# (Solucionado) Networkmanagement y Pulseaudio

## fellsword

Saludos de nuevo. Jeje.

Como logro ver las redes inalambricas con networkmanagement, ya lo instale.

# emerge networkmanager networkmanager-openconnect networkmanager-openswan networkmanager-openvpn networkmanager-pptp modemmanager networkmanager-vpnc cnetworkmanager nm-applet

Como logro correr el menú, para verlos? Solo puedo ver la alambrica (eth0)

Algo como esto:

http://vizzzion.org/blog/wp-content/uploads/2010/05/nm-plasmoid-may.png

Edito:

Ya logre ver las redes, edite el kernel. Al parecer no tenia activada el wifi.

 *Quote:*   

> 
> 
> --- Atheros Wireless Cards                                                                      │ │  
> 
>   │ │                         [ ]   Atheros wireless debugging                                                                │ │  
> ...

 

Como instalo correctamente pulseaudio. Ya que instale todo esto.

# emerge pulseaudio rtkit fftw pavucontrol paprefs qt-phonon phonon-vlc pavumeter gst-plugins-pulse alsa-plugins

Algo como esto:

http://i2.photobucket.com/albums/y9/imageuser/KMix_PulseAudio_Playback_Streams.jpg

Una pregunta.

# Ejercicios propuestos
a - Responde estas preguntas sobre el hilo de Networkmanagement y Pulseaudio:
(i) ¿Qué red era la única que el usuario podía ver al principio?
(ii) ¿Qué editó para lograr ver las redes inalámbricas?
(iii) ¿Qué marca de tarjetas inalámbricas figura en la cita?
b - Escribe una continuación del hilo de Networkmanagement y Pulseaudio a partir de su última frase.

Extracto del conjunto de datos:

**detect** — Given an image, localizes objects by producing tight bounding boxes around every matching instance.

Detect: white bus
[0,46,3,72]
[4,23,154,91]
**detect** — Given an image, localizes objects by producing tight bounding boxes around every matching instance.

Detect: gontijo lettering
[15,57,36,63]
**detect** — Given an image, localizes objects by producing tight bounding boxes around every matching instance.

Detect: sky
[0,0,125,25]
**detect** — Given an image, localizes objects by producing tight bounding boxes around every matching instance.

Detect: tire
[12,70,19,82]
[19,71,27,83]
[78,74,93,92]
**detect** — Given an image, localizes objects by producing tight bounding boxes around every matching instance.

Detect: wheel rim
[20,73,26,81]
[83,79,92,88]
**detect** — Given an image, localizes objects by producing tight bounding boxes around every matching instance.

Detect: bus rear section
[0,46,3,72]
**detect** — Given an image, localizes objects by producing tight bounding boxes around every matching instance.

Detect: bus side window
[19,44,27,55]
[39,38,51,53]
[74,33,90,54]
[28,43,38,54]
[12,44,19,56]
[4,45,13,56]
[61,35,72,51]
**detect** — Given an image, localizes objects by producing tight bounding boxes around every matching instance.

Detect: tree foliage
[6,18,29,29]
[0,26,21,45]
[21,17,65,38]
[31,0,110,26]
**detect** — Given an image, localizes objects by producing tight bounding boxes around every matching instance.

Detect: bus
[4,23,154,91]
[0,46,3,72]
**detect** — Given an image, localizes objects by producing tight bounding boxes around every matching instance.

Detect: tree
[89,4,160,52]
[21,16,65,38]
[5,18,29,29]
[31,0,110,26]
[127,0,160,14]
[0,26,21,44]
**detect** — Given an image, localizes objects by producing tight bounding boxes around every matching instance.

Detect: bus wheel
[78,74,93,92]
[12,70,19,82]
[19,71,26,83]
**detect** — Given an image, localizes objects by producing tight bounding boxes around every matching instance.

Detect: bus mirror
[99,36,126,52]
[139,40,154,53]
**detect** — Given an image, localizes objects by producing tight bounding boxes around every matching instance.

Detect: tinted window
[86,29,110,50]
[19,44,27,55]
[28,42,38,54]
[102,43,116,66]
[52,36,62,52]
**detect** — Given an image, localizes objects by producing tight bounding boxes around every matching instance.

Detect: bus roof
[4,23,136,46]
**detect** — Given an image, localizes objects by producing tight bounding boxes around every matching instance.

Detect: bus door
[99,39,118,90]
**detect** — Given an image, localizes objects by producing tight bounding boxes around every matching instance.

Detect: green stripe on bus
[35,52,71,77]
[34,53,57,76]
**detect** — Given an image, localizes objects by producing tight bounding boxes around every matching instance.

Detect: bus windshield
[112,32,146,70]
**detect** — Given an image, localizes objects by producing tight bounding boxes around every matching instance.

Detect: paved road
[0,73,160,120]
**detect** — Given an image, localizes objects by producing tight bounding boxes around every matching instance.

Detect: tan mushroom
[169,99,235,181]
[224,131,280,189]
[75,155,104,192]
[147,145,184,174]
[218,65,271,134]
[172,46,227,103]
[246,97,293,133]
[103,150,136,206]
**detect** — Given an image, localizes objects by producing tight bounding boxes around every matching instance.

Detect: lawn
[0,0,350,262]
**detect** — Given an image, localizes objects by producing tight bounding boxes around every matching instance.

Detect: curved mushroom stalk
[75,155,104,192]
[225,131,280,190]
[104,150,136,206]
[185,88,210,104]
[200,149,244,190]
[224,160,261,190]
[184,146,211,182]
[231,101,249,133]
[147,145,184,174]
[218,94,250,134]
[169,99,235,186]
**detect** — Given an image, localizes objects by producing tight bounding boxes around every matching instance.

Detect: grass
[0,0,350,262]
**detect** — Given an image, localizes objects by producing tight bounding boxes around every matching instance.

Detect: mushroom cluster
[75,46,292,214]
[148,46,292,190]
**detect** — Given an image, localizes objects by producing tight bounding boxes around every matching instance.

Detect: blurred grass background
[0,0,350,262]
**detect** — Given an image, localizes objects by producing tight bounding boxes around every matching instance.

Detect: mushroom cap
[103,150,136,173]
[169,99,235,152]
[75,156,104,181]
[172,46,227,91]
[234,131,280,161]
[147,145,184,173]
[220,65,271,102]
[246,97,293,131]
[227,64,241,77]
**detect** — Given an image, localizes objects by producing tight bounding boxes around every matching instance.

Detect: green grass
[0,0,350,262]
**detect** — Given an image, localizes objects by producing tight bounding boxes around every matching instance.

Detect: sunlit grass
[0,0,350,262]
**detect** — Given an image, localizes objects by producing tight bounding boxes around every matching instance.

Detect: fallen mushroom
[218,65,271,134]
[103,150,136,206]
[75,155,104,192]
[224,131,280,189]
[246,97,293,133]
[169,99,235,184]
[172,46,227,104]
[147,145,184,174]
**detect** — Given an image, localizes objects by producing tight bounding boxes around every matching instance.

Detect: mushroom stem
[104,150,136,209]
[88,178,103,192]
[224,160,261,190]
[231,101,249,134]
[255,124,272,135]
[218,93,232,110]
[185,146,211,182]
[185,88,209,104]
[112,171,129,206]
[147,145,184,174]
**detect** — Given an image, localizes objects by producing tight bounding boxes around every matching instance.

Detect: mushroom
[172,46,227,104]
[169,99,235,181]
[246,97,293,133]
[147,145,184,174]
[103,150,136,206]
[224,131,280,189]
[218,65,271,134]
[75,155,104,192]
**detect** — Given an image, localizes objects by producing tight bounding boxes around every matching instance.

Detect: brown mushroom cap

# Resultados
a -
(i) La alámbrica (eth0).
(ii) El kernel.
(iii) Atheros.

b -
Gentoo va al ritmo de Freebsd, si, que tan actual es con los drivers, ya que mis drivers parecen en experimental. Como Freebsd no es tan actual con los drivers.Last edited by fellsword on Mon Mar 04, 2013 12:11 am; edited 1 time in total

----------

## i92guboj

Antes que nada, y por tu propio bien, te sugiero que en el futuro abras un hilo para cada problema. Tu chip wifi y pulseaudio son dos cosas que no tienen absolutamente nada que ver y tratar de arreglar en un solo hilo ambos problemas aumenta la complejidad y lo hace difícil de seguir. Si no, tiempo al tiempo...   :Laughing: 

 *fellsword wrote:*   

> Saludos de nuevo. Jeje.
> 
> Como logro ver las redes inalambricas con networkmanagement, ya lo instale.
> 
> # emerge networkmanager networkmanager-openconnect networkmanager-openswan networkmanager-openvpn networkmanager-pptp modemmanager networkmanager-vpnc cnetworkmanager nm-applet
> ...

 

Veo que estás instalando muchos paquetes para no saber exáctamente donde está la solución  :Wink:  En primer lugar, tienes que echar a andar tu chip wifi, que es lo verdaderamente "complicado" del asunto. Si el kernel no ve tu chip wifi o no sabe hablarle, instalar paquetes a diestro y siniestro no te va a servir de mucho. Para poder ayudarte mejor, necesitamos saber cual es tu chipset wifi. Si está conectado por usb podrás ver esa info con lsusb, si lo está por pci entonces usa lspci, y pega aquí la línea correspondiente.

Um... ya veo que lo has arreglado tú mismo, nada, ya que lo he escrito lo dejo ahí por si a alguien le sirve   :Laughing: 

 *Quote:*   

> 
> 
> Como instalo correctamente pulseaudio. Ya que instale todo esto.
> 
> # emerge pulseaudio rtkit fftw pavucontrol paprefs qt-phonon phonon-vlc pavumeter gst-plugins-pulse alsa-plugins
> ...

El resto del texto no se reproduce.